THE PROBLEM ▸
Answer these questions from the Word Watch column below.
(a) Which year of operation has Word Watch entered?
(b) What are the two ways of discussing grammar and usage?
(c) How often does a revolution occur among people who teach composition in American colleges?

Word Watch has entered its fifteenth year of operation — a good time to take up a subject that deserves to be addressed, especially on behalf of a libertarian audience. I do this from time to time, in various ways, but I haven’t done it for quite a while. So here goes.
There are two ways of discussing grammar and usage. One is descriptive: you try to describe how a language “really is,” right now. The other is prescriptive: you try to say what the language should be. Almost all academic linguists, and some academic grammarians, take the descriptive, supposedly scientific course. This column, however, is strongly prescriptive. It tries to describe what’s going on, but it also tries to state where it went wrong (or, occasionally, right). But rules and prescriptions — even advice — can be hard to sell to libertarians.
Every 20 years, there’s a revolution among people who teach composition in American colleges, and everybody has to swear allegiance to a new creed.
“Why,” readers sometimes ask, “do I have to bother with rules? Why can’t I say and write whatever I want, so long as my audience understands me? And who has the right to make these rules, after all?”
Those are good questions, and they deserve good answers. Here they are.
It’s true; you don’t have to bother with rules. By right you are free to express yourself in whatever way you want. If you want to say, “I think everybody should, like, go ahead and, like, you know, vote for the, like, party of freedom?, I mean the, you know, Libertarian Party?” you can do so, and a normal audience will understand what you’re driving at, despite the pointless interjections and the irritating “uptalk.” But that doesn’t mean that no one should have the temerity to suggest that you sound like an idiot.

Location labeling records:
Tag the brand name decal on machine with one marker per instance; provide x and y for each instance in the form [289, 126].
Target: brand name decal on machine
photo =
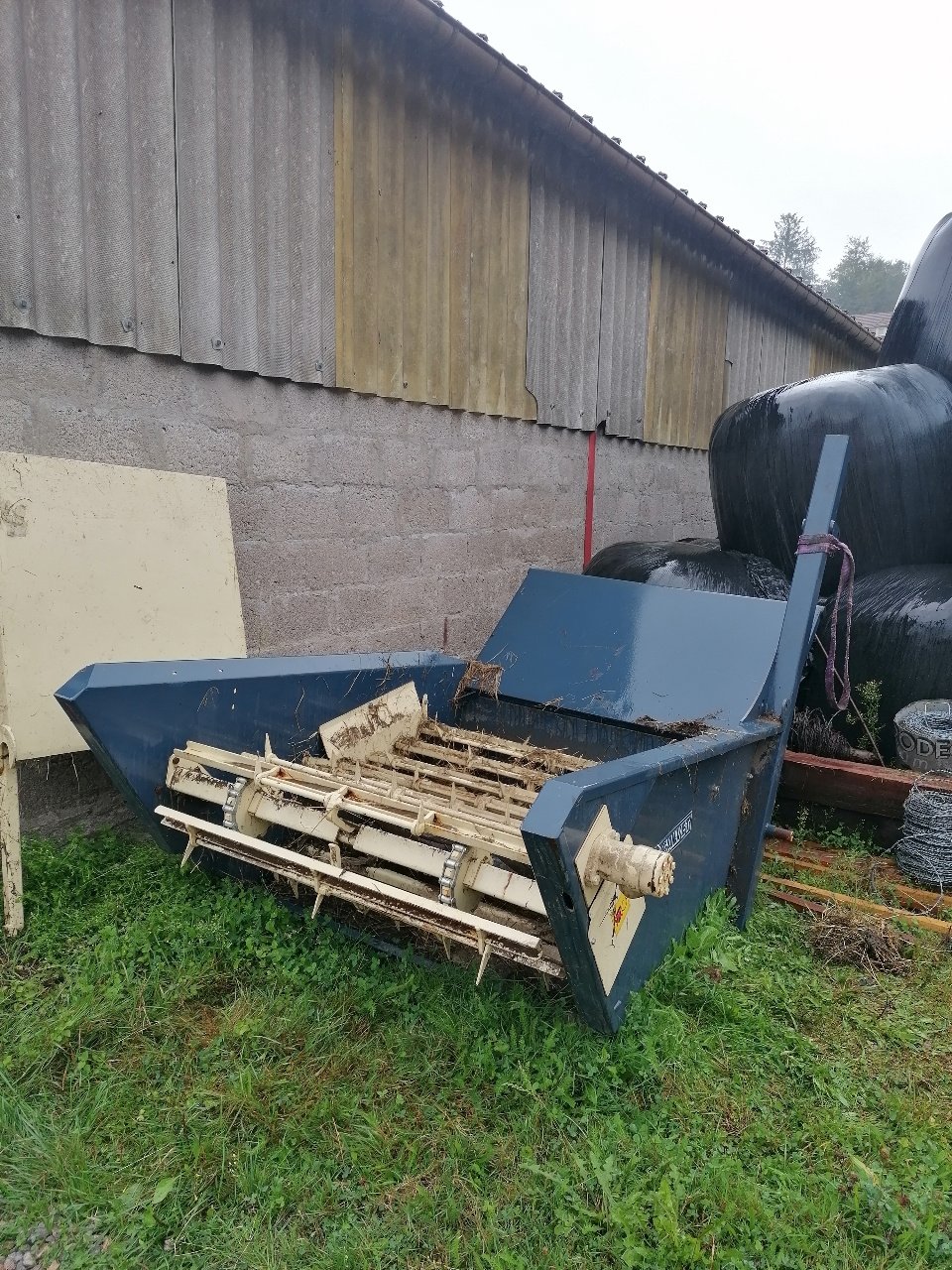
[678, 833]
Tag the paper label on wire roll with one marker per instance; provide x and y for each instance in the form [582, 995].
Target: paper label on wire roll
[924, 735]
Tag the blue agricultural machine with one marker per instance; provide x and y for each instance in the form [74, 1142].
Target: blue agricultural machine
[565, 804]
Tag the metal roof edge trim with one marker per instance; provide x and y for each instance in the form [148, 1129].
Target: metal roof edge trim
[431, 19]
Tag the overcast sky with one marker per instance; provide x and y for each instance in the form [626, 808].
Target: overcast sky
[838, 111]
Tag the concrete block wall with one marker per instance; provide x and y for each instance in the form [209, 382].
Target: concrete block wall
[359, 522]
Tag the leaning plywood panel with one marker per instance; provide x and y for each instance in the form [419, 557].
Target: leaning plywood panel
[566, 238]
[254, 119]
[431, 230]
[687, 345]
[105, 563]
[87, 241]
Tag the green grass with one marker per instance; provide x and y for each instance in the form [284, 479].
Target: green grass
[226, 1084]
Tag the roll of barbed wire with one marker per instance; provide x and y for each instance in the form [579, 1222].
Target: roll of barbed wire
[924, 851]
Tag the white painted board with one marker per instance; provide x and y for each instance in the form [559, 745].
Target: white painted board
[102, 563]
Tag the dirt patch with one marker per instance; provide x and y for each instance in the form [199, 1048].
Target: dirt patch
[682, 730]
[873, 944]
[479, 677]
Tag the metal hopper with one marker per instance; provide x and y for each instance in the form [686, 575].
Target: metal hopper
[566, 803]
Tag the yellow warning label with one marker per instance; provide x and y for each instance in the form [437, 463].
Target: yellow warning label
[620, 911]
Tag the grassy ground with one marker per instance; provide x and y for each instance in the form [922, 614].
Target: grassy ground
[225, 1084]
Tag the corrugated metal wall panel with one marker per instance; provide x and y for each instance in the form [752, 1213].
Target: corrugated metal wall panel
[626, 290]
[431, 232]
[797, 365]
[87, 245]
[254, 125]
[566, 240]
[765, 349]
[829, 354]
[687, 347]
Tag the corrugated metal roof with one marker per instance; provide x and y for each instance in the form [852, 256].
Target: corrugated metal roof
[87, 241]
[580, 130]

PROBLEM SOLUTION ▸
(a) Its fifteenth year.
(b) The descriptive way and the prescriptive way.
(c) Every 20 years.